[VORLIEGENDER TEXT]
....................

Um noch mal auf die Pizza Margherita zurückzukommen: Muss ich denn immer das Gleiche mögen, um mich zu verlieben? Wie wäre es mit: „Ich mag die dunklen Dragee Keksi und du die hellen. Wir ergänzen uns perfekt, weil wir uns nie die Dragee Keksi wegessen!“

„Da braucht es halt eine gewisse Form von Selbstreflexion sowie Toleranz. In der ersten Verliebtheit denkt man nicht so. Aber klar, es gibt ja beide Formulierungen: ‚Gegensätze ziehen sich an‘, ‚Gleich und Gleich gesellt sich gern‘.“

Aber welches davon trifft eher zu?

„Eine gute Mischung. Zwei Drittel ‚Gleich und Gleich gesellt sich gern‘ und ein Drittel ‚Gegensätze ziehen sich an‘. Es braucht die Harmonie und die Reibung. Ich vergleiche eine Beziehung gern mit einem Pfeil. Was braucht ein guter Pfeil? Er braucht eine feste Spitze, die durchdringend ist und das Ziel trifft, aber er braucht auch eine Feder hinten, damit der Pfeil stabilisiert ist und bis zum Ziel gerade fliegt. Jedes für sich allein wäre nutzlos. Oh, das ging schnell. Gerade waren wir frisch verliebt. Jetzt sprechen wir schon über Stabilität in der Beziehung. Eine Verliebtheit, so heißt es, hält etwa sechs Monate an. Ja, und danach trennen sich manche Paare. Idealerweise sollte man es aber schaffen, aus der Phase der Verliebtheit in die Liebe zu kommen.“

Somit ist Liebe auch eine Entscheidung? Ich entscheide mich bewusst für einen anderen Menschen?

....................

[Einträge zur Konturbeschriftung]
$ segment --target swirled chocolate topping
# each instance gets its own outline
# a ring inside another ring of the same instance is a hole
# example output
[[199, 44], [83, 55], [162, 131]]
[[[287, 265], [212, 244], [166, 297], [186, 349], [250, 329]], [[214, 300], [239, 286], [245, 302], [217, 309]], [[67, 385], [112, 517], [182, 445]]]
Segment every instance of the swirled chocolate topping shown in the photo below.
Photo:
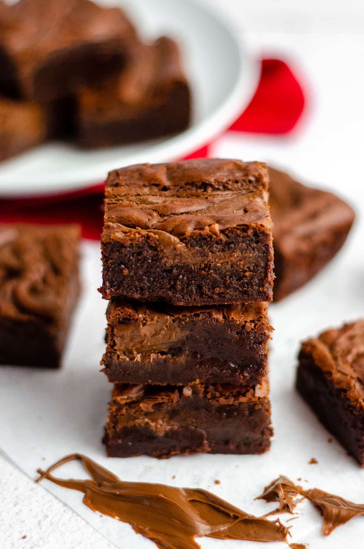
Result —
[[76, 226], [0, 225], [0, 315], [59, 319], [74, 272]]
[[302, 344], [335, 388], [346, 391], [357, 410], [364, 410], [364, 318], [330, 328]]
[[321, 513], [323, 516], [322, 533], [325, 536], [328, 536], [338, 526], [345, 524], [354, 517], [364, 514], [364, 504], [354, 503], [340, 496], [335, 496], [318, 488], [304, 490], [283, 476], [266, 486], [263, 494], [256, 498], [265, 500], [267, 502], [279, 501], [279, 507], [276, 510], [277, 513], [292, 513], [297, 502], [293, 502], [294, 495], [307, 498]]
[[[80, 460], [92, 480], [60, 479], [51, 472]], [[85, 494], [84, 503], [93, 511], [130, 524], [160, 549], [198, 549], [195, 536], [251, 541], [283, 541], [288, 530], [279, 520], [255, 517], [201, 489], [130, 482], [81, 454], [67, 456], [46, 471], [44, 478]]]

....................

[ZU ERLEDIGEN] Schreiben Sie den Text über Verliebtheit und Liebe vollständig und Wort für Wort ab.

[SCHRIFTLICHE ANTWORT]
Um noch mal auf die Pizza Margherita zurückzukommen: Muss ich denn immer das Gleiche mögen, um mich zu verlieben? Wie wäre es mit: „Ich mag die dunklen Dragee Keksi und du die hellen. Wir ergänzen uns perfekt, weil wir uns nie die Dragee Keksi wegessen!“

„Da braucht es halt eine gewisse Form von Selbstreflexion sowie Toleranz. In der ersten Verliebtheit denkt man nicht so. Aber klar, es gibt ja beide Formulierungen: ‚Gegensätze ziehen sich an‘, ‚Gleich und Gleich gesellt sich gern‘.“

Aber welches davon trifft eher zu?

„Eine gute Mischung. Zwei Drittel ‚Gleich und Gleich gesellt sich gern‘ und ein Drittel ‚Gegensätze ziehen sich an‘. Es braucht die Harmonie und die Reibung. Ich vergleiche eine Beziehung gern mit einem Pfeil. Was braucht ein guter Pfeil? Er braucht eine feste Spitze, die durchdringend ist und das Ziel trifft, aber er braucht auch eine Feder hinten, damit der Pfeil stabilisiert ist und bis zum Ziel gerade fliegt. Jedes für sich allein wäre nutzlos. Oh, das ging schnell. Gerade waren wir frisch verliebt. Jetzt sprechen wir schon über Stabilität in der Beziehung. Eine Verliebtheit, so heißt es, hält etwa sechs Monate an. Ja, und danach trennen sich manche Paare. Idealerweise sollte man es aber schaffen, aus der Phase der Verliebtheit in die Liebe zu kommen.“

Somit ist Liebe auch eine Entscheidung? Ich entscheide mich bewusst für einen anderen Menschen?